Starting with the line that contains "Segment pedestrian walking.", copy out the material word for word through its final line.
*****
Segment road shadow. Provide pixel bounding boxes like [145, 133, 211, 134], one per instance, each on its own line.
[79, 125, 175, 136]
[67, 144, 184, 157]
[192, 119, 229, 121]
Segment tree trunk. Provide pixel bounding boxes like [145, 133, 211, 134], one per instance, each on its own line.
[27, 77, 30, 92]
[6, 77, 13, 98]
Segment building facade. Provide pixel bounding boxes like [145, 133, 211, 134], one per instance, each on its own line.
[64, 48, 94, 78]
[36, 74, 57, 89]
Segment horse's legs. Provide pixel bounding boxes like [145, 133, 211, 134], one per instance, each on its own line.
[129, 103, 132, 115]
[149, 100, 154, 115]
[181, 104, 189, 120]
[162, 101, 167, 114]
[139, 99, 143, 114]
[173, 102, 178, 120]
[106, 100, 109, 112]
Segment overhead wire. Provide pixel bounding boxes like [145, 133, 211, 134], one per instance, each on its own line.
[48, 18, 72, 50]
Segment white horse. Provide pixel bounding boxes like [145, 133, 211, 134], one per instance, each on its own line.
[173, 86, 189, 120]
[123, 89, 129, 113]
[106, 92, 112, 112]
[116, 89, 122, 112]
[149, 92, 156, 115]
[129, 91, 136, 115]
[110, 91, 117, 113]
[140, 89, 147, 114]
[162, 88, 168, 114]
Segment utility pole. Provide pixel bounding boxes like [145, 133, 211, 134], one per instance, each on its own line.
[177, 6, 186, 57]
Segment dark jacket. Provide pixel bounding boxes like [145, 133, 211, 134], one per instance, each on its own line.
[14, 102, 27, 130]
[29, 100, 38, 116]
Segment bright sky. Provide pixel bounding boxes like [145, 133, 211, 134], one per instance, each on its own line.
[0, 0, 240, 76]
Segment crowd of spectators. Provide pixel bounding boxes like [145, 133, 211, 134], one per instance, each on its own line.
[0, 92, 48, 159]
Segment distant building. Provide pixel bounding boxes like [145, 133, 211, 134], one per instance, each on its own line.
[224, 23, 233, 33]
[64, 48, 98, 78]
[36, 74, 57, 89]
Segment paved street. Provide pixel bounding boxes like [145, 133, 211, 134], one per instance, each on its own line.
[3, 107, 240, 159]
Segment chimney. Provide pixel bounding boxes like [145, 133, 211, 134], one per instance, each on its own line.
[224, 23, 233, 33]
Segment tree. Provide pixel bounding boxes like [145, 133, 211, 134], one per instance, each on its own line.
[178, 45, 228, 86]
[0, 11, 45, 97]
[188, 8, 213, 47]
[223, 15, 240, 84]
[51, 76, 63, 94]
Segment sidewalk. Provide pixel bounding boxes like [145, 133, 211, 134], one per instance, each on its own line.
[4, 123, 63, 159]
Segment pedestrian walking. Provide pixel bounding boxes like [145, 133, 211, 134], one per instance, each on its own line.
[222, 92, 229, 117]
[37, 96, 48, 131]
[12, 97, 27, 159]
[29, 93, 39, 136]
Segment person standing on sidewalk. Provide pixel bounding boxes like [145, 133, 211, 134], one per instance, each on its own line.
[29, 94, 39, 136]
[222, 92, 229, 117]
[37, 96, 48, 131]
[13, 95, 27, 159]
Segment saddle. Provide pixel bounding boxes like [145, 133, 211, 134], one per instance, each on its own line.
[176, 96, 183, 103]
*****
Output of the exercise |
Segment pedestrian walking. Provide pixel bounding boxes like [145, 133, 211, 134], one per instance, each on its own line.
[222, 92, 229, 117]
[37, 96, 48, 131]
[12, 97, 27, 159]
[29, 93, 39, 136]
Segment person standing on sidewalk. Provide pixel bounding boxes like [145, 133, 211, 134], one per instance, each on its own line.
[29, 94, 39, 136]
[222, 92, 229, 117]
[37, 96, 48, 131]
[13, 95, 27, 159]
Segment saddle. Provide pixel bounding boxes like [145, 133, 211, 134], one per instance, each on its own line.
[176, 96, 183, 103]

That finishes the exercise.